• _ACTION ITEM_
What is needed is an exact copy of the entries below, with the pictures left out.

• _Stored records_

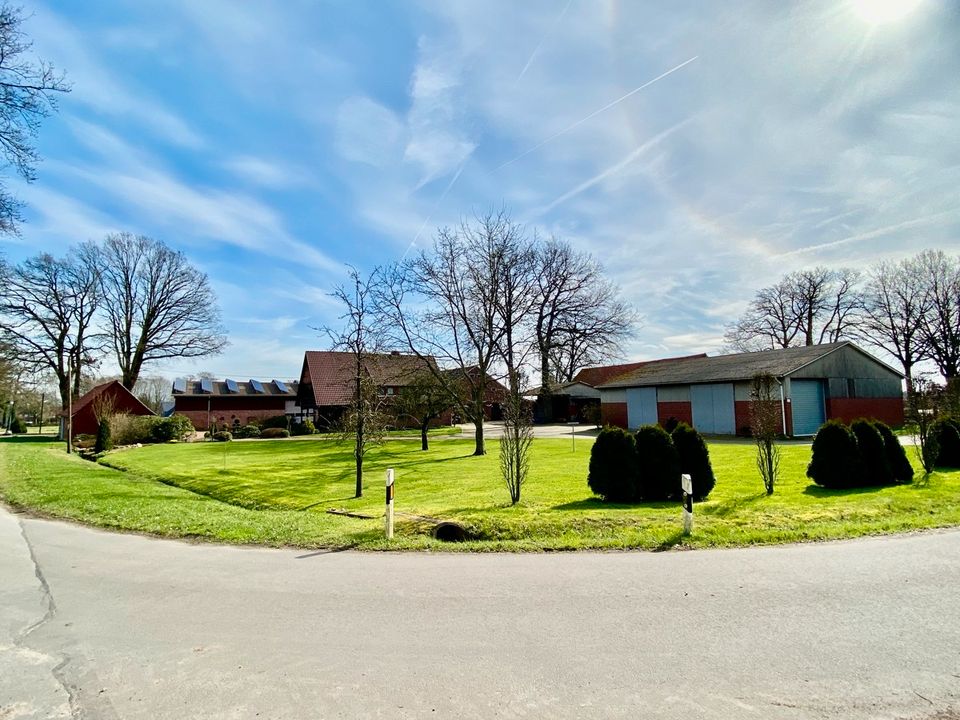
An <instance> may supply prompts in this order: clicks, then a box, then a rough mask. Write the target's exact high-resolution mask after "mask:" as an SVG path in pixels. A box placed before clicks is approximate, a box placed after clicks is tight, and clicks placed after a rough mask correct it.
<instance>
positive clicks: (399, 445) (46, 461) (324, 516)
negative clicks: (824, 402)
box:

• _ANSWER FOR THE TASK_
An <instance> may supply prompts in this order: clicks, then a box, then a rough mask. Write the target's exact high-resolution mask after "mask:" as an SVG path in pixels. A box placed before clicks is approximate, a box placed after clicks is tight, and clicks placed after a rough mask correct it.
<instance>
positive clicks: (399, 445) (46, 461) (324, 516)
negative clicks: (824, 402)
box:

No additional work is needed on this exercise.